● INSTRUCTION: Present the material below as a numbered list, one item per line, and omit any blank lines.

● Part of a data file:
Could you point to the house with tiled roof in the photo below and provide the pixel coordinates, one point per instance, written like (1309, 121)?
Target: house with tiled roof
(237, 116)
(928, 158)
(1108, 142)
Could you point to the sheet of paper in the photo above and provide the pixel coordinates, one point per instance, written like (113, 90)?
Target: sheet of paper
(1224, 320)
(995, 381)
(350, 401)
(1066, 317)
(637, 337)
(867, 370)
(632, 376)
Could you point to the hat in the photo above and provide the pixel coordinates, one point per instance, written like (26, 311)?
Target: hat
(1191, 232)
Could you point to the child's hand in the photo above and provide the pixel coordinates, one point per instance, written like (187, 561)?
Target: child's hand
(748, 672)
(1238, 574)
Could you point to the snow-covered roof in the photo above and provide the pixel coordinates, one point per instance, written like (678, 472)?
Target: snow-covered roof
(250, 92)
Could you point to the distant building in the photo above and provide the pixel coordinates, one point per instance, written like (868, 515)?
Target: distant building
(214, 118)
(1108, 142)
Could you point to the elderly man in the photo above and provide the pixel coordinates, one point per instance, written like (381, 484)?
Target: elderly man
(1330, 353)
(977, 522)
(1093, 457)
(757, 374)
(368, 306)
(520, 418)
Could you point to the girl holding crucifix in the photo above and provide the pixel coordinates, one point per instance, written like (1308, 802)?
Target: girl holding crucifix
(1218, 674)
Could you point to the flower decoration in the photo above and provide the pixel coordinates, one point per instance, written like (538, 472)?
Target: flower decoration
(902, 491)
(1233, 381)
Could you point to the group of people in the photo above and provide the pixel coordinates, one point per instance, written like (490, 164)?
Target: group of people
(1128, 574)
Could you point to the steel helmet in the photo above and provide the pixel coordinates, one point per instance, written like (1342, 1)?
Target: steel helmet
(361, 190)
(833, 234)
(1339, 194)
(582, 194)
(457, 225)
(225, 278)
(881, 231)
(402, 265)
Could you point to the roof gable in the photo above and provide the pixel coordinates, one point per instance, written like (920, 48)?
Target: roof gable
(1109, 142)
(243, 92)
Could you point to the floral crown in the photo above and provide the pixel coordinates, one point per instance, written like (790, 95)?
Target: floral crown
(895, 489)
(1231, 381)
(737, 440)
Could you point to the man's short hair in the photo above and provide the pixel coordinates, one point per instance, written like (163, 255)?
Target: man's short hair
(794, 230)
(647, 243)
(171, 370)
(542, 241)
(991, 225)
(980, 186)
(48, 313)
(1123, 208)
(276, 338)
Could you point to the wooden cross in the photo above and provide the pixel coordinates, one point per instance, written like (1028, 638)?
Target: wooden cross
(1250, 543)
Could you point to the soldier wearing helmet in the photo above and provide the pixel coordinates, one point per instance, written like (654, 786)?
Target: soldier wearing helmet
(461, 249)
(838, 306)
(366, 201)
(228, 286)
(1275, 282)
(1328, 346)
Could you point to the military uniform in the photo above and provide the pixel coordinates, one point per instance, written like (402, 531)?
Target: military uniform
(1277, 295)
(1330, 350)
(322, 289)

● FINAL RESULT:
1. Could you point to the house with tiled roof in the photo below and provide the pixel coordinates, one point per instance, written like (1309, 121)?
2. Target: house with tiled roof
3. (237, 116)
4. (928, 158)
5. (1108, 142)
6. Could you point to the sheet of paper in the photo above and provide the pixel coordinates, one point per instance, written like (113, 90)?
7. Target: sheet of paper
8. (1224, 320)
9. (995, 381)
10. (350, 401)
11. (1066, 317)
12. (637, 337)
13. (867, 370)
14. (632, 376)
15. Could you point to the hat in the photo above and provide the pixel coordinates, one point per instance, written like (26, 311)?
16. Target: hat
17. (1191, 232)
18. Could you point to the child's hand in the photo above and provide the pixel coordinates, one point per instance, written like (187, 561)?
19. Target: child's hand
20. (748, 672)
21. (1238, 574)
22. Could you point to the snow-covered roof in the photo above and provide the pixel coordinates, one point per instance, written like (678, 472)?
23. Target: snow-covered roof
24. (250, 92)
25. Could you point to the distant building in the photo above and provide the pixel coordinates, one point per instance, written like (868, 515)?
26. Target: distant building
27. (214, 118)
28. (1108, 142)
29. Could you point to the elderly man in the photo above and provide the pixel coordinates, one point per instance, written like (381, 484)?
30. Target: elderly man
31. (1330, 353)
32. (977, 522)
33. (1093, 457)
34. (757, 374)
35. (368, 306)
36. (520, 418)
37. Could you point to the girl holding crucifix in the photo above and provide the pixel coordinates, one point per instance, written like (1308, 802)?
38. Target: girl holding crucifix
39. (1218, 674)
40. Could you point to the flower decoration in the photo above and provide the pixel coordinates, one point per instance, written like (538, 472)?
41. Target: flower decoration
42. (902, 491)
43. (1233, 381)
44. Could you point to the group of people in the photo above and provide the pixel coordinates, one point per instance, written like (490, 164)?
45. Target: group of people
46. (1128, 574)
47. Could you point to the steel helmet in the photo above and provide the pixel coordinates, one point per instance, written like (1342, 1)?
48. Target: steel helmet
49. (361, 190)
50. (833, 234)
51. (1339, 194)
52. (582, 194)
53. (457, 225)
54. (225, 278)
55. (881, 231)
56. (402, 265)
57. Could you point to the roof gable in the photo above and provide the pixel coordinates, one point per instance, written like (920, 48)?
58. Target: roof gable
59. (1109, 142)
60. (243, 92)
61. Could you point to the floral crown in the photo above and provide the pixel coordinates, one point per instance, written like (790, 95)?
62. Target: floral crown
63. (895, 489)
64. (1231, 381)
65. (737, 440)
66. Could you point to the man's short hair in the photo above and provide the pixel coordinates, one point per instance, written like (163, 255)?
67. Target: man's short hair
68. (794, 230)
69. (647, 243)
70. (171, 370)
71. (542, 241)
72. (991, 225)
73. (980, 186)
74. (48, 313)
75. (1123, 208)
76. (276, 338)
77. Could you point to the wooden cross in the photo above and provide the pixel coordinates, one point per instance, written like (1028, 638)?
78. Target: wooden cross
79. (1250, 543)
80. Could you point to the soldier wearing helmet in the photo above and provide the pixel coordinates, one point per instance, written like (654, 786)?
81. Target: soldier wearing helmet
82. (461, 249)
83. (838, 306)
84. (366, 201)
85. (228, 286)
86. (1275, 282)
87. (1328, 346)
88. Could you point to the military uniform in the photo above and provide the pixel coordinates, one point per instance, written like (402, 531)?
89. Target: military uniform
90. (1277, 295)
91. (1330, 350)
92. (322, 289)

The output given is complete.